(Aufgabenstellung): Führen Sie den Quellentext über die Besprechung göttlicher Dinge im Anschluss an seinen letzten Satz weiter.

(Quellentext):
Die Probleme, die sich nach den allgemein gültigen Begriffen entwickeln, werde ich auch in allgemein bekannter und ganz klarer Weise zu besprechen versuchen; die dagegen, die zu ihrem genauen Verständnis der Erfahrung in den göttlichen Dingen bedürfen, deren man aber nur durch das Walten der Vernunft teilhaftig werden kann, und die somit der vernunftgemäßen Betrachtungsweise voll sind, werde ich auf einen niedrigeren (leichter fassbaren) Standpunkt herabzuführen bestrebt sein; als beachtenswerte Kennzeichen (der Befähigung zu) dieser vernunftgemäßen Betrachtungsweise aber lassen sich die Erwägungen angeben, von denen aus du und die, die dir ähnlich sind, sich durch die reine Vernunftbetätigung mit der Wesenheit dessen, was (allein wahrhaft) existiert (d. h. des Göttlichen), beschäftigen können. Von all dem dagegen, was schon durch (bloße) Verstandesargumente erkennbar ist, will ich nichts zu einer erschöpfenden Beweisführung Nötige übergehen.

(Rohdaten):
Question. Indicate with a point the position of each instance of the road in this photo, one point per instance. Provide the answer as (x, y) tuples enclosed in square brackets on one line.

(Musterlösung):
Bei der Behandlung aller dieser Dinge werde ich dir billigerweise stets die ihnen angemessene Methode (ihrer Erklärung) angedeihen lassen und das Theologische nach theologischer, das Theurgische nach theurgischer und das Philosophische nach philosophischer Methode beantworten und mit dir prüfen. Und alles, was davon bis zu den ersten Ursprungs-Prinzipien hinaufreicht, wollen wir zusammen durch die ersten Anfangsgründe begleiten und es so ans Licht bringen; was wieder über Gemüts-(Seelen-)zustände oder heilige Weihen bemerkt ward, werde ich notwendigerweise nach ethischen Gesichtspunkten entscheiden und ebenso auch alles übrige der Reihe nach in entsprechender Weise darlegen. So will ich mich denn endlich mit deinen Fragen befassen:
I. 3: Zuerst erklärst du, „zuzugeben, dass es Götter gibt.“ Das aber ist, so ausgedrückt, nicht richtig; denn die Erkenntnis, dass es Götter gibt, ist unserem (innersten) Wesen selbst von Natur eingepflanzt, ist über alle Kritik und jedes Urteil erhaben und steht vor jedem Vernunftbeweis. Denn sie ist von allem Anfang an eins mit dem ursächlichen (göttlichen) Ursprungsprinzipe unserer Seele und existiert zusammen mit dem auf das Gute (Göttliche) gerichteten Streben, das unserer Seele wesenhaft zukommt.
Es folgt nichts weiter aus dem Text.